● Exercise description
Count the lines in the rows below that contain the string "podium". Reply with the number alone.

-------

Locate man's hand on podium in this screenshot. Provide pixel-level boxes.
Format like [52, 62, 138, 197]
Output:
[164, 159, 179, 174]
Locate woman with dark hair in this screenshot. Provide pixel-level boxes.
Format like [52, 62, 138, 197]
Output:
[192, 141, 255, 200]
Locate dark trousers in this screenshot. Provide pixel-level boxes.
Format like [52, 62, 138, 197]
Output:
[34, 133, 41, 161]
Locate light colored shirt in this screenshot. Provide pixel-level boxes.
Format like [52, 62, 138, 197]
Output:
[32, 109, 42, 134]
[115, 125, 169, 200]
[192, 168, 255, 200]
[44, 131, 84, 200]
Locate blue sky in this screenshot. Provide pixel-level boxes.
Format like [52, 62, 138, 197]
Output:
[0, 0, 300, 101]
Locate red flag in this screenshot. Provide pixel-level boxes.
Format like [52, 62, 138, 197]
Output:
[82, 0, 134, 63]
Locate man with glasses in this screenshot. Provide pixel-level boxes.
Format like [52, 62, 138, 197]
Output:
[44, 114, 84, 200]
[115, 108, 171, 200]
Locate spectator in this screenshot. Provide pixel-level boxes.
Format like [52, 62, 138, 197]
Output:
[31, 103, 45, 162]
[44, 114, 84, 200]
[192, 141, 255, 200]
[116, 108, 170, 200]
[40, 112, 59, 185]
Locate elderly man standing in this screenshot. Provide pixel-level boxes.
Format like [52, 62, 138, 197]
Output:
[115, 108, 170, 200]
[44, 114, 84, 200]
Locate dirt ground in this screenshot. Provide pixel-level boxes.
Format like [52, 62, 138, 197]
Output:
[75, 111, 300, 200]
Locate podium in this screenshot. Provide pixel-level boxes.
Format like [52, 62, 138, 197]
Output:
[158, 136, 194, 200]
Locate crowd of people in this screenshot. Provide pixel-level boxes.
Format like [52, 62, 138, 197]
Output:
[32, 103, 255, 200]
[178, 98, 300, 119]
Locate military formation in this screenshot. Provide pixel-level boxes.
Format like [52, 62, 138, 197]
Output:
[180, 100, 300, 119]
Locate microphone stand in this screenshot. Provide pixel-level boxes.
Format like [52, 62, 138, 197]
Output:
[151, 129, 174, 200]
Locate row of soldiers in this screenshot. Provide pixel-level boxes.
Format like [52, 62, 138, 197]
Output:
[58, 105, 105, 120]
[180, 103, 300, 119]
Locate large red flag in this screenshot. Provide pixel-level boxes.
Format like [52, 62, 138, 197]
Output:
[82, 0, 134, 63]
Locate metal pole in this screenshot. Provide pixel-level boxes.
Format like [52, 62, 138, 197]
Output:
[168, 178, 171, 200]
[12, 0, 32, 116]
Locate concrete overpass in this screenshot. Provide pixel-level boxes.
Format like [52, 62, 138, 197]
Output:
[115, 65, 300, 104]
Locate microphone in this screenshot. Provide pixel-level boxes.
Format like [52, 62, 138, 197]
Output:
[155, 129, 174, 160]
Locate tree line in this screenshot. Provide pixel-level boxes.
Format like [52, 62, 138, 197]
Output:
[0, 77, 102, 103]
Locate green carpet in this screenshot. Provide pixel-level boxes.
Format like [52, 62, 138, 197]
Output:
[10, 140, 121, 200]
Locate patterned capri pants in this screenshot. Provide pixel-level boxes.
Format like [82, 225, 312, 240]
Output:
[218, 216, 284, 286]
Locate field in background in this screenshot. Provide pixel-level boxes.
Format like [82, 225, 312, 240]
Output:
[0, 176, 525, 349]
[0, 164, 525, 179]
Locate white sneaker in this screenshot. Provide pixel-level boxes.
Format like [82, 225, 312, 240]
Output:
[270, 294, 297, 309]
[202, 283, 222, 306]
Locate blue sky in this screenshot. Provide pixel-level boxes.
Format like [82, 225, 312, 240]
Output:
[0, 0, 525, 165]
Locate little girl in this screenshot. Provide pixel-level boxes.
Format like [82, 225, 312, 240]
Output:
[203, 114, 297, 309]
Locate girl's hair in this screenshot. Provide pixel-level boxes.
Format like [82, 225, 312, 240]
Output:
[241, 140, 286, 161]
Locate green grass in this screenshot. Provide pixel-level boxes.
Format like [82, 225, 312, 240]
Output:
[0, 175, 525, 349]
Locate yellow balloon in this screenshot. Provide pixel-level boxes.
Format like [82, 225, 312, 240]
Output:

-------

● Expected answer
2